[Do this]
Rewrite all of the material below as a numbered list with one entry per line, skipping blank lines and leaving out the pictures.

************

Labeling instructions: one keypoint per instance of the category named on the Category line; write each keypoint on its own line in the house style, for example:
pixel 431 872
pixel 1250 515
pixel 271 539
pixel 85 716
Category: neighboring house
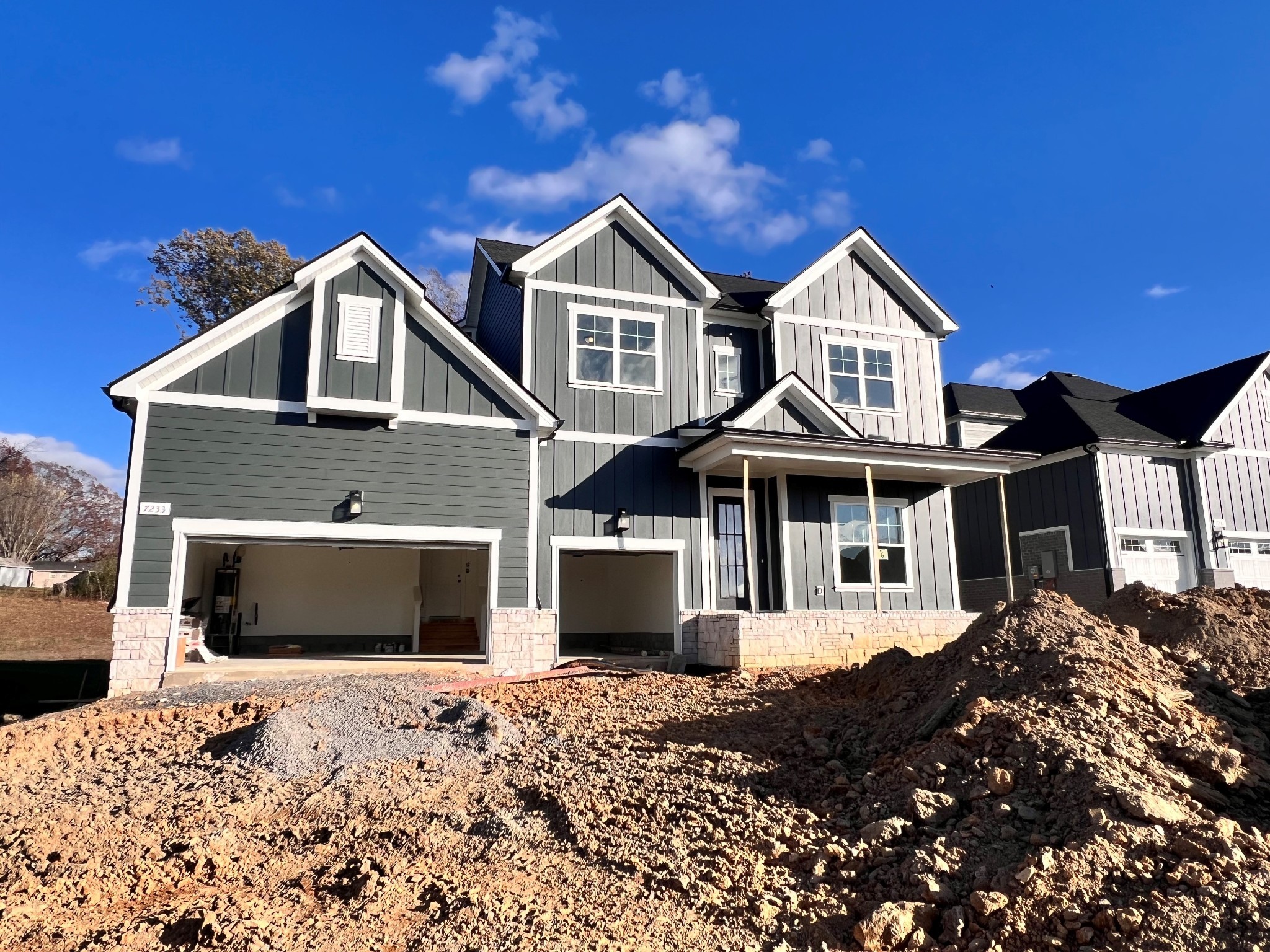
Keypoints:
pixel 340 465
pixel 45 575
pixel 14 573
pixel 1168 485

************

[Output for this task]
1. Labeling instructions: one keypoint per instance of the category named on the Category line; write each keypoint on its own line in the house style, for example:
2. pixel 431 872
3. pixel 1250 515
4. pixel 271 539
5. pixel 85 716
6. Category: neighboring house
7. Keypoints:
8. pixel 340 465
9. pixel 45 575
10. pixel 14 573
11. pixel 1168 485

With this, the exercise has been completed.